**DOCUMENT SEGMENT:**

---

This year’s feud is being fueled by two government reports that the small-drugstore lobby, represented by three different trade associations, and the pharmacy benefit managers (PBMs), represented by the Pharmaceutical Care Management Association (PCMA), say support their opposing positions.
The two industries are bitter rivals in Washington and in the marketplace. Independently owned pharmacies, whose main trade group is the National Community Pharmacists Association, charge that the PBMs pay them too little, and too slowly, for the drugs they dispense, especially under government programs such as Medicare and Medicaid.
The PBMs, which run the drug benefits for private health insurance plans and private Medicare plans, maintain their payment policies are industry-standard and that their role is to drive down the cost of medicines for the benefit of their customers.
This year is not expected to be any different than any other when it comes to Medicare legislation. Congress is going to have to work out its annual bill to adjust pay rates and other policies for a variety of medical providers, chiefly to address the 10 percent cut in physicians’ pay that will kick in at the beginning of July.
But while most healthcare lobbies have kept largely quiet since Congress broke for the year in December, the pharmacy and PBM groups have been busy taking shots at each other this month.
A Congressional Budget Office (CBO) report issued a few days ago is the latest bit of fodder in their dispute. Both lobbies are spinning the cost estimate of a bill favored by the pharmacies as supportive of their positions.
The pharmacies have been angling for an antitrust exemption that would let them collectively bargain with the PBMs for drug prices. The independent drugstores want to get similar leverage on prices that the large chain drugstores enjoy.
Rep. Anthony Weiner (D-N.Y.) introduced a bill to allow the pharmacies to band together; it has attracted 179 co-sponsors. Two similar bills introduced by Sen. Johnny Isakson (R-Ga.) have just a handful of co-sponsors.

---

**WORK TASK 1:**
In the pharmacy and PBM feud article, which trade group represents the pharmacy benefit managers?
**WORK TASK 2:**
Carry the pharmacy and PBM feud article forward from its last sentence, about Sen. Johnny Isakson's bills.
The entries have nothing to do with the pharmacy and PBM feud article.

[Extracted data entries]
---

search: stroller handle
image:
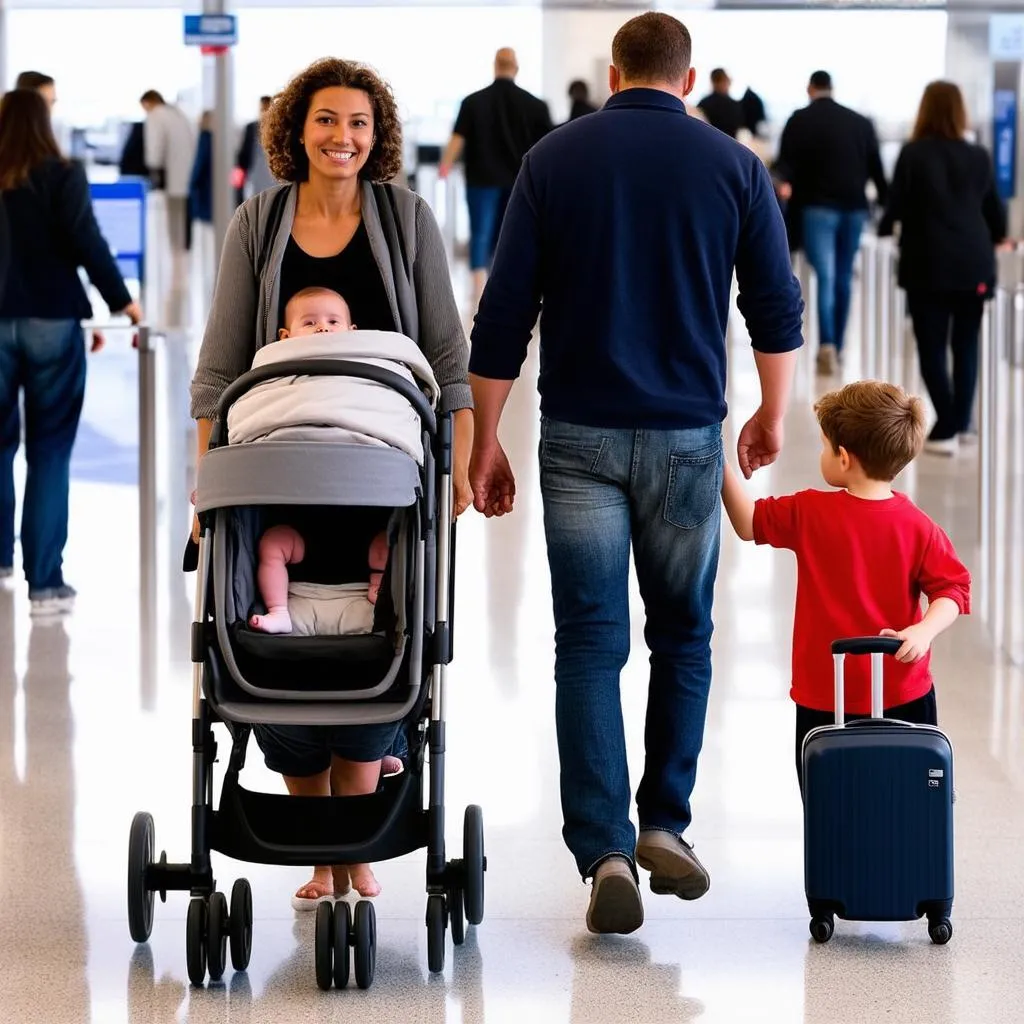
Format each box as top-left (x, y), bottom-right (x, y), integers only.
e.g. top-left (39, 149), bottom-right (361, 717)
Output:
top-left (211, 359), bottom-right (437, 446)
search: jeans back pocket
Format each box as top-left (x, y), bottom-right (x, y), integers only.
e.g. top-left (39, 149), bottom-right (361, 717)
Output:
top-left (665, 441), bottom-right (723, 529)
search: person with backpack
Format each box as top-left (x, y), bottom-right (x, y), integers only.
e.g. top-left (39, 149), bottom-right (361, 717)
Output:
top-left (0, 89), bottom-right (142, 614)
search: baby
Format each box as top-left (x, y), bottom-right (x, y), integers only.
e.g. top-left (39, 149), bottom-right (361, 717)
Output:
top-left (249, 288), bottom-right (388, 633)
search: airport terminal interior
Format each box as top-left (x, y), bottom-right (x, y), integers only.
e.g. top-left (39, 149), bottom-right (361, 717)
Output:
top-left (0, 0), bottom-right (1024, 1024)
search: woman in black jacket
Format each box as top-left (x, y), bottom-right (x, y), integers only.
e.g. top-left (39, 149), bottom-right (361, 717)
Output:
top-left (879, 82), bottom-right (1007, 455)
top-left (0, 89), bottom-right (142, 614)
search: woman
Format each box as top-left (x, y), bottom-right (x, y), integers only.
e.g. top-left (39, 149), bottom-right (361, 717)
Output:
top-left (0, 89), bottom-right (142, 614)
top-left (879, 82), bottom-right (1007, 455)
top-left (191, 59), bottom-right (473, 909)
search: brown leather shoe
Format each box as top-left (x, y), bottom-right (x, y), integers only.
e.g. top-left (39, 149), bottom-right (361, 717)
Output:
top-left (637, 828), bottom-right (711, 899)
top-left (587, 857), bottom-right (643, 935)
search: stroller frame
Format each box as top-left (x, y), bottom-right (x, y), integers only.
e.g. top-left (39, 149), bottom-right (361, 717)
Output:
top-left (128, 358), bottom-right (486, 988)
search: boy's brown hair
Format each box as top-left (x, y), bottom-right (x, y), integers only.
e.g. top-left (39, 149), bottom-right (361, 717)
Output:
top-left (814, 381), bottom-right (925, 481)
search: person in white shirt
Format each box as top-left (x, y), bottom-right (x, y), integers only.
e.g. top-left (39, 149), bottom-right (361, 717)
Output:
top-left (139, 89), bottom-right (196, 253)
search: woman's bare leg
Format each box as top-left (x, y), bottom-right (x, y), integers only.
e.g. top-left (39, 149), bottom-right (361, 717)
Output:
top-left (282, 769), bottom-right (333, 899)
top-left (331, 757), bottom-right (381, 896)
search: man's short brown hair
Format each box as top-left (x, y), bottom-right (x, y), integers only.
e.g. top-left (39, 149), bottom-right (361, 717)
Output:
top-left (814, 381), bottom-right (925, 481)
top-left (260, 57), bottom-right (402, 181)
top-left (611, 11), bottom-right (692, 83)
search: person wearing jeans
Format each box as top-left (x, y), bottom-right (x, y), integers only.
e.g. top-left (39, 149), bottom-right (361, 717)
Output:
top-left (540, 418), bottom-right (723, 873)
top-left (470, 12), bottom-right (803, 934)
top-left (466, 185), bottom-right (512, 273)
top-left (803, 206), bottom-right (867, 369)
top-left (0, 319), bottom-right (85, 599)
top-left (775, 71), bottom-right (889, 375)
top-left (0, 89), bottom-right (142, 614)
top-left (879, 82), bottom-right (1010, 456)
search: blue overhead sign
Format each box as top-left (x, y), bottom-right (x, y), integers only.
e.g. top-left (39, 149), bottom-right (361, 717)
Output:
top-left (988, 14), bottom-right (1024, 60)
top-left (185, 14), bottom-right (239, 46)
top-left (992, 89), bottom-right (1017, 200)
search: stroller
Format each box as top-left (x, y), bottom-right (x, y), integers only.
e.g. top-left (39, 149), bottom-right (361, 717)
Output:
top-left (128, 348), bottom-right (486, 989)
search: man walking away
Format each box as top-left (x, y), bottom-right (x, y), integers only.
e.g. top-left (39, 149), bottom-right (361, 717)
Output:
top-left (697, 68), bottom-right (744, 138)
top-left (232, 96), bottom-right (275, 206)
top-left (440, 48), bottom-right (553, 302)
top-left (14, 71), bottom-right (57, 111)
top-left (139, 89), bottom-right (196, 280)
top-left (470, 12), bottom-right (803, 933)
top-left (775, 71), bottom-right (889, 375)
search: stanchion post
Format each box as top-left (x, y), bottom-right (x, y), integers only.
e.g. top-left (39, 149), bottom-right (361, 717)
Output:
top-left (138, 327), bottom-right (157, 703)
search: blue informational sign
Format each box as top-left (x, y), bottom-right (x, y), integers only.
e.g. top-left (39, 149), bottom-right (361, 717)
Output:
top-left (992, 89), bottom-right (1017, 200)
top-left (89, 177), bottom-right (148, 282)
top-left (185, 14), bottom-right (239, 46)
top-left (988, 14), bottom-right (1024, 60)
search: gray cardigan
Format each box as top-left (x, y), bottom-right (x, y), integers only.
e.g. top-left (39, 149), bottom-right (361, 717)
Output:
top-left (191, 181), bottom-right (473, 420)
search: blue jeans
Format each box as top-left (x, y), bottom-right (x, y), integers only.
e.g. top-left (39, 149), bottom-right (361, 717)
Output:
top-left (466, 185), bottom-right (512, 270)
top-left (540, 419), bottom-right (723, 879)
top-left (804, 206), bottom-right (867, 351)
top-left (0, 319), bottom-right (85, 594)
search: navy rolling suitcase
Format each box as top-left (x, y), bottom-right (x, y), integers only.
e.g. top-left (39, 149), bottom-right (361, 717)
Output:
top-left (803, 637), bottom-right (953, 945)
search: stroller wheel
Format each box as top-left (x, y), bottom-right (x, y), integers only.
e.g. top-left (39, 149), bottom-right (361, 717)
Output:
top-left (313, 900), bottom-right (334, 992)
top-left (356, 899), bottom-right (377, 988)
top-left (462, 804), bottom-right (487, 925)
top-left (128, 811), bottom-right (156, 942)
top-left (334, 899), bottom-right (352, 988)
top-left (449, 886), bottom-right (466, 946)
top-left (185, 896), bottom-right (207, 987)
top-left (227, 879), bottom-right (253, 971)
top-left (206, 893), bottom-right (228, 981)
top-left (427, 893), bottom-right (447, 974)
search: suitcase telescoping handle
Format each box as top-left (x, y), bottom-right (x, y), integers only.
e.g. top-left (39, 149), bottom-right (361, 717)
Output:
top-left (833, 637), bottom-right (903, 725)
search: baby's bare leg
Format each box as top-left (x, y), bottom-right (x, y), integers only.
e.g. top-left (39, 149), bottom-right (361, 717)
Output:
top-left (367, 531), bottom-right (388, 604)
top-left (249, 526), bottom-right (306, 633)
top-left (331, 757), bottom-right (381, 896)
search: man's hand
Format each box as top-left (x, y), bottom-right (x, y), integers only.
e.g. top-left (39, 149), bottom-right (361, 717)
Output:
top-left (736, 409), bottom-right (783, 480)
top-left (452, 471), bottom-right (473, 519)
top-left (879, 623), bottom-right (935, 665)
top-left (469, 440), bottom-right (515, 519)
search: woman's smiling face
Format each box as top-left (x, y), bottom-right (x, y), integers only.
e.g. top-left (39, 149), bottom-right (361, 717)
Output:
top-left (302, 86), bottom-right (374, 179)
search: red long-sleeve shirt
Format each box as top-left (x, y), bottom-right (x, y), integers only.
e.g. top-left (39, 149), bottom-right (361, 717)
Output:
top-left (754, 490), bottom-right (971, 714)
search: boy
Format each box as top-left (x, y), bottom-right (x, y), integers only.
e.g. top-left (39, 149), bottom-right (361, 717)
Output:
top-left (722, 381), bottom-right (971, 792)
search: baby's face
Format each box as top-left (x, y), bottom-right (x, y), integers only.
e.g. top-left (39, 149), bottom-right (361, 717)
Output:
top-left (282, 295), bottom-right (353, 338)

---

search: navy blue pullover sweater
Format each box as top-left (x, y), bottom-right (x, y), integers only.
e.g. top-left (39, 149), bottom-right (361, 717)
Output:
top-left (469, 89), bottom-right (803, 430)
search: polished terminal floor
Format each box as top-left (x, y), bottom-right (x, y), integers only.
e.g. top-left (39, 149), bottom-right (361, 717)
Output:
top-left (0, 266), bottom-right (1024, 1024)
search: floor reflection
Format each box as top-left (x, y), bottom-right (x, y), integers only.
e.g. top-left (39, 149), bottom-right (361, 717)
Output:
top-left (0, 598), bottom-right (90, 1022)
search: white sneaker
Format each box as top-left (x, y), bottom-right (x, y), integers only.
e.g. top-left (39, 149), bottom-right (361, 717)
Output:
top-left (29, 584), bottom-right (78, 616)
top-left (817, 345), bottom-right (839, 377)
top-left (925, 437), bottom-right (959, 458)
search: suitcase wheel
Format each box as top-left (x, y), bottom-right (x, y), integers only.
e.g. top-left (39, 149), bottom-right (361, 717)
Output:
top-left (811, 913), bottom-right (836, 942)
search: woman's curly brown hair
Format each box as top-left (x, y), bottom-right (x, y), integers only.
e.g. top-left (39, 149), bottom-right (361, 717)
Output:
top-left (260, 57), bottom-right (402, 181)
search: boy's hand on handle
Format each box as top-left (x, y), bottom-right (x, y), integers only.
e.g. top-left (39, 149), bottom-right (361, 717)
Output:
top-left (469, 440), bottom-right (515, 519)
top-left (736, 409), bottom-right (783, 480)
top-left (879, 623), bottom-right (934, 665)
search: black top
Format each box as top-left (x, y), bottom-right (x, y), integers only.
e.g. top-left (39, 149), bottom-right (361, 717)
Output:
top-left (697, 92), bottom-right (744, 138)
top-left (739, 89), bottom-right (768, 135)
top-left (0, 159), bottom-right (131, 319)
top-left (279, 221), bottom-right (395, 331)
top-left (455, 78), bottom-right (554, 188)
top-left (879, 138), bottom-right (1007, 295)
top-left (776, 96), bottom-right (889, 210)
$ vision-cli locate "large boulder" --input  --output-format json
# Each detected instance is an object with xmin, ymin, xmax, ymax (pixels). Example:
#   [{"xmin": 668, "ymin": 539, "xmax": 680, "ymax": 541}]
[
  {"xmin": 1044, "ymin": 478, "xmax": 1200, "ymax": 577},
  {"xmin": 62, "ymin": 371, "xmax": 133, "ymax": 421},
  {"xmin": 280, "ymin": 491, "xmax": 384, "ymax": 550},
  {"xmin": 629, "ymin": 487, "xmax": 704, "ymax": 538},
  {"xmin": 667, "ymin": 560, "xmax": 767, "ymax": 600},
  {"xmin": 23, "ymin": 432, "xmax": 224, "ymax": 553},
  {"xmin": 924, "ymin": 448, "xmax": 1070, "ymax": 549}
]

---

**TASK RESPONSE 1:**
The Pharmaceutical Care Management Association (PCMA).

**TASK RESPONSE 2:**
PBMs maintain that the measure would substantially drive up drug costs for public and private health insurance programs and give the pharmacies an unfair negotiating advantage.
The CBO concluded that the bill would increase federal spending on Medicare, Medicaid and federal employees’ health benefits and reduce tax revenue for an aggregate cost to the government of $727 million over 10 years. That amounts to a 1 percent increase in drug payments to independent pharmacies, according to the CBO.
A small independent-drugstore trade group, the Association of Community Pharmacists Congressional Network (ACPCN), crowed that the price tag was a fraction of what the PCMA predicted.
“This is less than 3 percent of the unfounded $29 billion that the [PCMA] … claims the bill would cost Medicare Part D and other payers over five years,” the ACPCN said in a statement.
PCMA President and CEO Mark Merritt said that analysis was based on a previous collective-bargaining bill that was scaled back after the PBMs protested.
ACPCN spokeswoman Crystal Wright noted, however, that the author of the PCMA-commissioned May 2007 study asserted at an October House Judiciary Committee hearing that the $29 billion estimate applied to Weiner’s bill. At the hearing, Peter Rankin of the consulting firm CRA International described the estimate as “conservative.”
In any case, the bill still costs too much, the PCMA said in a statement this week. The legislation “would give independent pharmacies a ‘license to collude’ to raise prescription drug prices, without adding value for consumers or payors,” the group said.
The PCMA also seized on the CBO’s analysis of how health plans would react to the additional costs. “Those responses would include reductions in the scope or generosity of health insurance benefits, such as increased deductibles or higher co-payments,” the CBO report states. In addition, “Those costs would be passed through to workers,” the CBO concluded.
The pharmacy and PBM lobbies likewise played tug of war over another recent government study.
The Office of Inspector General (OIG) at the Department of Health and Human Services issued a report concluding that “Medicare Part D payments, excluding dispensing fees, to local, community pharmacies exceeded the pharmacies’ drug acquisition costs by an estimated 18.1 percent when our analysis included rebates that drug wholesalers paid to pharmacies.”
That large of a margin appears to undercut the pharmacies’ claims that Medicare underpays them, a position for which the pharmacy lobby has managed to win significant support in Congress.
The PCMA made no attempt to disguise its delight at the findings. “This report will raise eyebrows among policymakers who have been led to believe that independent pharmacists were in dire straits because of the Medicare drug benefit,” Merritt said in a written statement last week.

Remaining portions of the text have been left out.